> Input material
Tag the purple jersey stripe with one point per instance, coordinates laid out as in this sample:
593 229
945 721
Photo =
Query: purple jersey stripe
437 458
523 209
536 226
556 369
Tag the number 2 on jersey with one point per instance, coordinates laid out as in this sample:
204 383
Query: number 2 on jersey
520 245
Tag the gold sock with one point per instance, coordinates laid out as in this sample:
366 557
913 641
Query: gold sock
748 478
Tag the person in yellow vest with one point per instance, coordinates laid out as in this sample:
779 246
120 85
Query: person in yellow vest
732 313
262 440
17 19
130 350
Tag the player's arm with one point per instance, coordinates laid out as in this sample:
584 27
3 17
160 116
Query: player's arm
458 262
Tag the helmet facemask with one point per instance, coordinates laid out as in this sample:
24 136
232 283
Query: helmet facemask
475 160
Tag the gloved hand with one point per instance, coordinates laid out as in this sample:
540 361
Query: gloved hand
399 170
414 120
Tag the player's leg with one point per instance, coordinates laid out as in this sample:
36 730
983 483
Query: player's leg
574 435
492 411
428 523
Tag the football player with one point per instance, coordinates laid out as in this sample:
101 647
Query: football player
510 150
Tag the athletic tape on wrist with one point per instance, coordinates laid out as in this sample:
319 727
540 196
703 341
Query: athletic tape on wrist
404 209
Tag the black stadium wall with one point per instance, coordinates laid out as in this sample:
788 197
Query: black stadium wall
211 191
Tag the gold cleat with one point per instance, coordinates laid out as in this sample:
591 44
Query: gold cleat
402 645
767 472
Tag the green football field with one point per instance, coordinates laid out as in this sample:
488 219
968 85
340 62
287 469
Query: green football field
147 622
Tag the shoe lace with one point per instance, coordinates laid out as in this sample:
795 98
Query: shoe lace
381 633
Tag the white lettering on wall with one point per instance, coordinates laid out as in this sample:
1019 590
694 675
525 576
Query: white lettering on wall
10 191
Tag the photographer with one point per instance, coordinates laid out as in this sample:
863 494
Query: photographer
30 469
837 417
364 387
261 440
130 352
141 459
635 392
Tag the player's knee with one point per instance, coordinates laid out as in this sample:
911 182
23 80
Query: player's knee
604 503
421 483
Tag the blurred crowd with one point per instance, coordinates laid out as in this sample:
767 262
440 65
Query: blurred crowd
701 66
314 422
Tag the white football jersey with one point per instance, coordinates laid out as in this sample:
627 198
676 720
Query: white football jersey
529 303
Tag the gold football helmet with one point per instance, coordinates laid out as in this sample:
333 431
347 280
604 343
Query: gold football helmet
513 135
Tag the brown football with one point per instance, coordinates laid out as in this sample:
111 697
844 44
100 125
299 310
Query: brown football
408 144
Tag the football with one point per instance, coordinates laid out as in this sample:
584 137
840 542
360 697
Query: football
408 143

> Exercise aim
Without omitting anything, set down all the entries above again.

> Solution to the problem
Tag the purple jersey stripe with one point per instance, coordinates laid out as in this sample:
593 229
945 721
Photo =
Query: purple jersey stripe
437 458
523 209
536 226
556 369
Tag the number 2 on jersey with one point per instance, coordinates laid out as in this sample:
204 383
Query: number 2 on jersey
520 245
Tag the gold sock with one point per instance, coordinates laid out as in this sample:
366 557
913 641
Query: gold sock
748 478
Tag the person in yellow vest with one point per instance, coordinates laid out as in this sample:
779 246
120 85
Query: person in yellow vest
732 313
262 440
17 19
130 350
Tag the player's arm with one point per instance, coordinates laid out as in this sample:
584 27
3 17
160 116
Query: player's arm
458 262
Tag the helmet facemask with one point per instance, coordinates laid out as in this sample:
24 136
232 283
Query: helmet facemask
475 160
Tag the gloved hand with one point per instance, coordinates laid out as in this sample:
540 361
Query: gloved hand
399 170
414 120
Tag the player's leg with one point per instance, coordinates laid out as in this sample:
36 730
983 483
Query: player's leg
574 435
492 411
428 523
Tag the football player with one point per instance, coordinates laid out as in this sample:
101 647
Query: football player
510 150
Tag the athletic tape on wrist with one point per instance, coordinates laid out as in this sample:
319 727
540 196
703 341
Query: athletic tape on wrist
404 209
Tag the black stadium wall with one point per instance, coordinates laid out as in this sample:
788 197
Query: black stadium wall
211 191
Tag the gold cleat with one point per instance, coordinates laid out as in this sample:
591 44
Query: gold cleat
402 645
767 472
Tag the green football field with one point per instance, coordinates laid out as in this sample:
488 219
968 85
340 62
287 469
Query: green football field
147 622
Tag the shoe lace with one point per instance, coordinates laid out as in this sample:
795 98
Query: shoe lace
381 633
Tag the white lettering on wall with one point per instance, coordinates laid out as in this sample:
1019 590
694 675
525 576
Query: white lettering on wall
10 191
Tag the photographer with one point per instance, coordinates laid out as in this sample:
863 494
Query: photographer
30 469
837 417
364 387
261 440
130 352
141 459
635 392
Tag the player's knee with one point per instance, coordinates laid out as in this sample:
911 182
23 80
Query: player's knee
604 503
421 483
Tag the blurred crowd with one point per instance, coordinates laid out as in this sample:
767 262
440 65
Query: blurred crowd
701 66
314 422
Tag the white football jersey with one point per instance, coordinates laid out as in this sample:
627 198
676 720
Query: white football jersey
529 303
Tag the gold football helmet with one point per instance, coordinates laid out as in this sample:
333 431
347 280
604 343
Query: gold football helmet
513 135
Tag the brown football with one point per instance, coordinates laid out as in this sample:
111 697
844 44
100 125
299 310
Query: brown football
408 144
Tag the football with one point per instance, coordinates laid out as in this sample:
584 137
840 542
360 697
Query: football
408 143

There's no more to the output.